> [Exercise aim] Extract every line in the items below that contains the word "this", and copy each such line in full.

> [Given records]
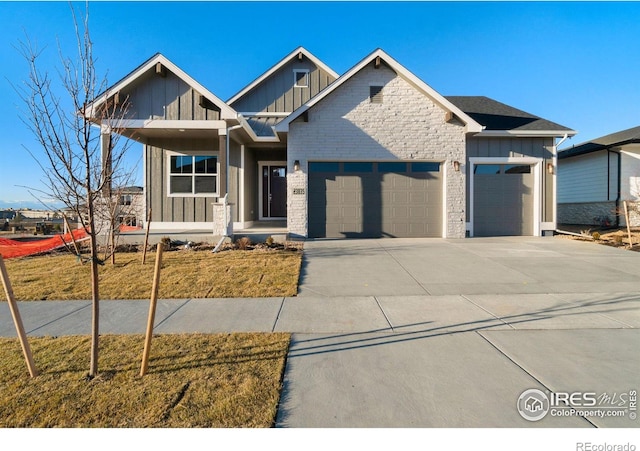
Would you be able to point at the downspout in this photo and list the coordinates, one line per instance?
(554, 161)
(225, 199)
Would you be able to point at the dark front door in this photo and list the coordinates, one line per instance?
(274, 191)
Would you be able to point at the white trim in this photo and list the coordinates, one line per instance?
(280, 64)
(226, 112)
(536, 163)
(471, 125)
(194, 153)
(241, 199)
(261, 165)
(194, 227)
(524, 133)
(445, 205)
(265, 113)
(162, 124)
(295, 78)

--

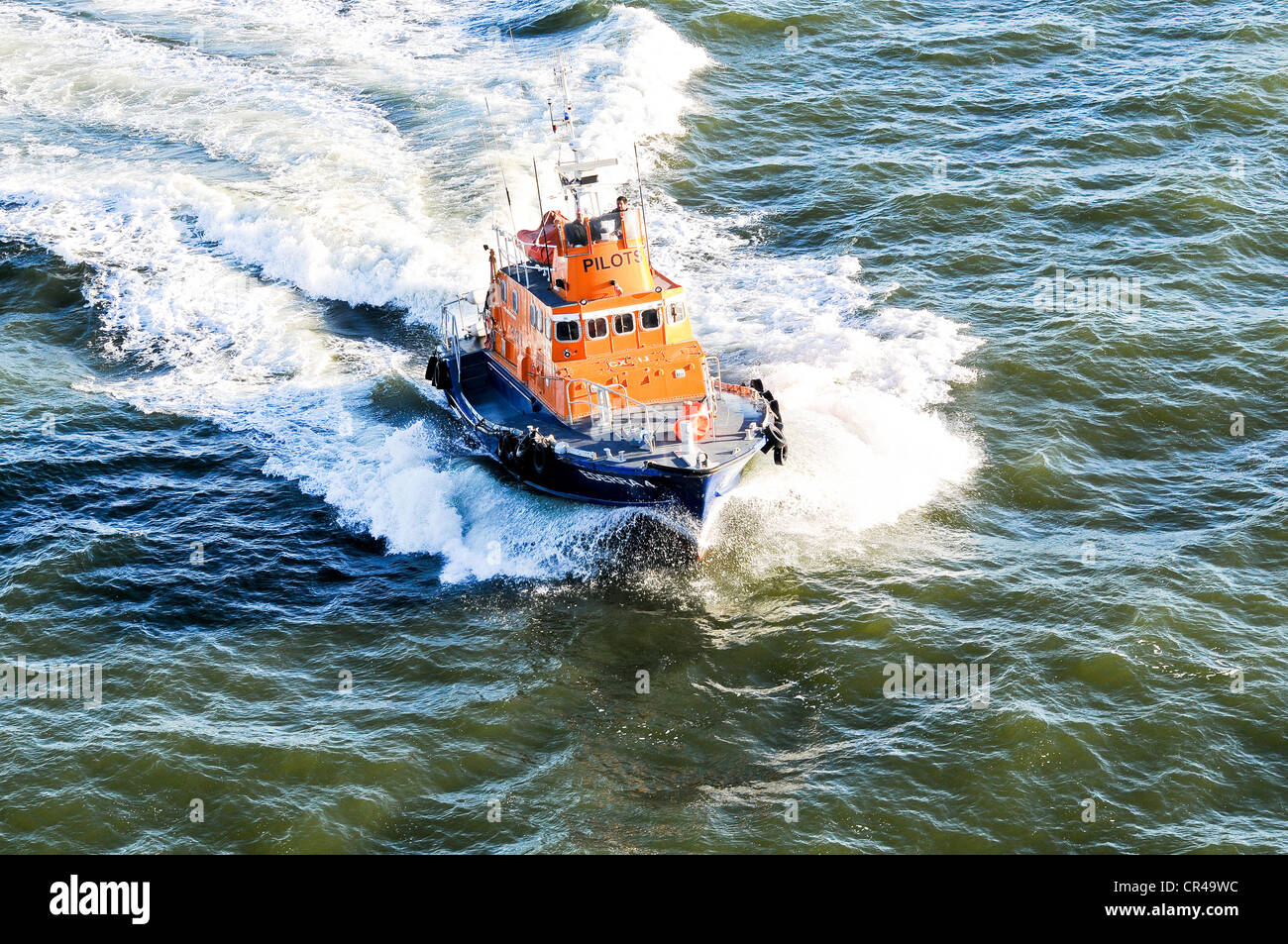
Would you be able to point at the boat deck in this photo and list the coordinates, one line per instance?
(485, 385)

> [Written answer]
Would you be able to point at the downspout in this photo and list the coordinates, one line per instance?
Would you be able to point at the dark front door in this photo and list the coordinates, one line per instance?
Would you be able to point at the white trim in this photo and list the coordinates, one line per instance?
Would you be able to point at the boat deck in this photo and list the coordinates, one line per instance?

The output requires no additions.